[Saved data entries]

_ _ _

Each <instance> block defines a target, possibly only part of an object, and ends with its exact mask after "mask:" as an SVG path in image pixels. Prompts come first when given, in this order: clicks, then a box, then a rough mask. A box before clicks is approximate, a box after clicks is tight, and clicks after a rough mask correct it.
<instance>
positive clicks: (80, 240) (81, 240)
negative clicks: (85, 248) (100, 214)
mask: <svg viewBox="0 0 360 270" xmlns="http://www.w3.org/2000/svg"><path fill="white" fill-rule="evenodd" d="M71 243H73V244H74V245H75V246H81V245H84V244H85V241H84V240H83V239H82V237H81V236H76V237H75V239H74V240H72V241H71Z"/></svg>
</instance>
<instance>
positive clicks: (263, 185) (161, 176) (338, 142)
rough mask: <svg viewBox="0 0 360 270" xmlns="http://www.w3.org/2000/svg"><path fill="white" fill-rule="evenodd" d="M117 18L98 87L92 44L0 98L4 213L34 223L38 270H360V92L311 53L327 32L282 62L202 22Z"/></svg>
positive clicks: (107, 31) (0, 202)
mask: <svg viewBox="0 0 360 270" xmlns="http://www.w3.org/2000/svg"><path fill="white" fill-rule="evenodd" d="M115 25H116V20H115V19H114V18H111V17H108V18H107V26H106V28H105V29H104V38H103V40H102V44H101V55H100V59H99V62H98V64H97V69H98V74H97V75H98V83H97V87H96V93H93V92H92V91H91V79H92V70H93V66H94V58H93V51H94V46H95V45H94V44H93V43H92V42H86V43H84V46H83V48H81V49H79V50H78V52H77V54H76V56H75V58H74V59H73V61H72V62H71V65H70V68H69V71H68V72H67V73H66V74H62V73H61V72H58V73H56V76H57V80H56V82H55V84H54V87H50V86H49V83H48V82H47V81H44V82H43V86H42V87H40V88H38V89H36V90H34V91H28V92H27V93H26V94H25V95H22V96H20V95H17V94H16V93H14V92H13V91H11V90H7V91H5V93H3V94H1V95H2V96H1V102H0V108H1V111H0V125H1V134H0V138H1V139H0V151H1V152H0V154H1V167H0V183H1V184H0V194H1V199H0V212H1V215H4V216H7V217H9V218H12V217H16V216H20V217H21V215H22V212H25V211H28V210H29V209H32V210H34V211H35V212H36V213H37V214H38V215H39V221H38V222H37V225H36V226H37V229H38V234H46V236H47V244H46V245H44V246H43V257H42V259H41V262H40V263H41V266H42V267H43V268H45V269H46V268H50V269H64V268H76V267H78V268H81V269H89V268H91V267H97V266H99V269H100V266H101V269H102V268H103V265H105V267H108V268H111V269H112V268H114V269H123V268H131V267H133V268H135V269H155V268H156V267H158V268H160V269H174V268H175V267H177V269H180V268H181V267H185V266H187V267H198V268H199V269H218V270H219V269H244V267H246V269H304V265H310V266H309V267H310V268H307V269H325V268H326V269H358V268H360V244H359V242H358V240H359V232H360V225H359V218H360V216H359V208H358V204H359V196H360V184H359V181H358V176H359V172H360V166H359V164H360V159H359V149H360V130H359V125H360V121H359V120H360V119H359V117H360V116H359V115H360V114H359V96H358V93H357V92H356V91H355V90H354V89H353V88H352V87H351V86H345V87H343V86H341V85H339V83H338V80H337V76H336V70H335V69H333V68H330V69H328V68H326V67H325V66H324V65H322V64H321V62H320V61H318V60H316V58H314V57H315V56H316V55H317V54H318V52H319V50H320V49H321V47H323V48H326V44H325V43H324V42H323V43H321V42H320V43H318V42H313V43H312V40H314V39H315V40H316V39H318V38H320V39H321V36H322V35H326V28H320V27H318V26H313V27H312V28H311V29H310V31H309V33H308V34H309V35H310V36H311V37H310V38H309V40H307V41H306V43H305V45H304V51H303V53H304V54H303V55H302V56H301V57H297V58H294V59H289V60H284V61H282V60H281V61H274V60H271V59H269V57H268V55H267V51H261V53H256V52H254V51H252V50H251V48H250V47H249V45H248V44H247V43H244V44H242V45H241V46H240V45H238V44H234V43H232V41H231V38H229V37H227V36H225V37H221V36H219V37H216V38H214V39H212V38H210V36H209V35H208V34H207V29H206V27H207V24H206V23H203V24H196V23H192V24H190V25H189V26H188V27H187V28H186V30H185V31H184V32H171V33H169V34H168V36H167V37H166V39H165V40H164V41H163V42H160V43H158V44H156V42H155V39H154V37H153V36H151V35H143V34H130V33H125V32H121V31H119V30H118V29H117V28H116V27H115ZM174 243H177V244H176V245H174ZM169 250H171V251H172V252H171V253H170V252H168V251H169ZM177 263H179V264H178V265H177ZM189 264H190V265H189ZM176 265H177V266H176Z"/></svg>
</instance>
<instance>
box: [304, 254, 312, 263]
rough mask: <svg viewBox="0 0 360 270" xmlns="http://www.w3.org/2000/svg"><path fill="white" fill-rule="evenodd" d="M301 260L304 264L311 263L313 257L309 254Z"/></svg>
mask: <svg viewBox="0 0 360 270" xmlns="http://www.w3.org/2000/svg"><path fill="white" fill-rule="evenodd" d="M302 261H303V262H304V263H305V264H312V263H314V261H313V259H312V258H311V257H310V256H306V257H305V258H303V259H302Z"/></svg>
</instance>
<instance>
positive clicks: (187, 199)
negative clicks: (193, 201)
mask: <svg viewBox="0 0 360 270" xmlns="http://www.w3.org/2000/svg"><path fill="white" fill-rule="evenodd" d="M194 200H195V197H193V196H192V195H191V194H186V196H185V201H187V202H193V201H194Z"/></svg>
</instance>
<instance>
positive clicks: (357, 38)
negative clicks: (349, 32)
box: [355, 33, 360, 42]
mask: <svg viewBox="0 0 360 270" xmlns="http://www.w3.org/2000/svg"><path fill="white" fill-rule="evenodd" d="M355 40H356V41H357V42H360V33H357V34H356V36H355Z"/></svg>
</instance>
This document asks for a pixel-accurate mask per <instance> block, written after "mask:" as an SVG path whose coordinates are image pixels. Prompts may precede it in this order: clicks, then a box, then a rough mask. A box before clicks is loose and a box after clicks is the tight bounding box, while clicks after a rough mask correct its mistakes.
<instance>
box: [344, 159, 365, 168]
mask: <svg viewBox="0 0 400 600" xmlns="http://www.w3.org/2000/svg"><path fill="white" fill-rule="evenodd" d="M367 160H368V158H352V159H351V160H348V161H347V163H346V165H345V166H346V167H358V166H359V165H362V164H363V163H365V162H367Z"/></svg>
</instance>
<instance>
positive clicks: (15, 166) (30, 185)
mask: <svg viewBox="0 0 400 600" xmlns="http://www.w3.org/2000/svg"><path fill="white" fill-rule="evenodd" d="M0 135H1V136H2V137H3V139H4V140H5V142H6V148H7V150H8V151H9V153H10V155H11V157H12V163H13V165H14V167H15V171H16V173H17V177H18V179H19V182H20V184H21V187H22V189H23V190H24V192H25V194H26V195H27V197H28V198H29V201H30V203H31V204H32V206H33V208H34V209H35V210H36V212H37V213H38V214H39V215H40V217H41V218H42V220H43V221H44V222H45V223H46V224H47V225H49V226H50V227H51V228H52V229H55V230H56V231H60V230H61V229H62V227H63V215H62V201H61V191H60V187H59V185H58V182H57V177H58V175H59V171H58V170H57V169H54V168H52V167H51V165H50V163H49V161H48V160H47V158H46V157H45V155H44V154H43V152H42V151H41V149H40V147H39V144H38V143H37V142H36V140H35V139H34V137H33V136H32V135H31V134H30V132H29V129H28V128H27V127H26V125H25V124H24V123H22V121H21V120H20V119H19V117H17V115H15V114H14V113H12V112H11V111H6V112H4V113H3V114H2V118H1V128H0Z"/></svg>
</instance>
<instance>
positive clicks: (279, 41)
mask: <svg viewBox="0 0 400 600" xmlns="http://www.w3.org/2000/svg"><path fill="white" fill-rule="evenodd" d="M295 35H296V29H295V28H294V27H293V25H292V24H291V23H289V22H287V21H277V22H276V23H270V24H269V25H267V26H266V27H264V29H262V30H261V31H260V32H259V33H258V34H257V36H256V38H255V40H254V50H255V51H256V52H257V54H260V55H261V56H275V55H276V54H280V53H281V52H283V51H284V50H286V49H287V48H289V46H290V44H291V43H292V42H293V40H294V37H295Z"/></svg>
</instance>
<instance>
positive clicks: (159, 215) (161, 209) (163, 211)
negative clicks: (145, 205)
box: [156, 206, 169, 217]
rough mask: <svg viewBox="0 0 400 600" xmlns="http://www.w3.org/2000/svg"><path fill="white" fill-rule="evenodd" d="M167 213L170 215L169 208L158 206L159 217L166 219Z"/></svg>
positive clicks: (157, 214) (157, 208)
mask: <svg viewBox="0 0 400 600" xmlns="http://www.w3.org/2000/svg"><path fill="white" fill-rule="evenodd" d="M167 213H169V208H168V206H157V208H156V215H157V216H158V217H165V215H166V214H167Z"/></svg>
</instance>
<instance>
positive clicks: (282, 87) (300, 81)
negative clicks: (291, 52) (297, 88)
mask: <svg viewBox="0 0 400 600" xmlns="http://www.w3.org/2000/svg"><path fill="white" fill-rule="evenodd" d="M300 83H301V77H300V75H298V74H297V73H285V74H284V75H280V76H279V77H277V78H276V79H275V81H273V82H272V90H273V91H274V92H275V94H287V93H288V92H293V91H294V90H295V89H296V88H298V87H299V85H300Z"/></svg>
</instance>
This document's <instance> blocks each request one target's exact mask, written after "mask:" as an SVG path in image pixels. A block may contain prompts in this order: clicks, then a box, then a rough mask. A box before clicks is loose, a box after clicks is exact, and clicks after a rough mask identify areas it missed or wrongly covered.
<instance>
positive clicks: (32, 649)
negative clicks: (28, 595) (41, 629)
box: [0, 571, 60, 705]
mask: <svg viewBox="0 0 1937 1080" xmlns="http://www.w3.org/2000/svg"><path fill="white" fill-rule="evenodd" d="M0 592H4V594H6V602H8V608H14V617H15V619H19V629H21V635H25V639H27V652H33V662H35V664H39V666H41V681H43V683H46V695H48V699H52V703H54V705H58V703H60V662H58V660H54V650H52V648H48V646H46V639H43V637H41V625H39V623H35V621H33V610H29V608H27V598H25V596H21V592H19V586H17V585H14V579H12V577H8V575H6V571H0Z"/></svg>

_ _ _

**Work order**
Write out again the lines from the line containing "213L170 215L169 208L158" up to and including the line containing "positive clicks: (157, 214) (157, 208)", switching "rough mask" to "coarse mask" and leaving all else unchanged.

**Solution**
coarse mask: <svg viewBox="0 0 400 600" xmlns="http://www.w3.org/2000/svg"><path fill="white" fill-rule="evenodd" d="M167 213L170 215L169 208L158 206L159 217L166 219Z"/></svg>
positive clicks: (157, 214) (157, 208)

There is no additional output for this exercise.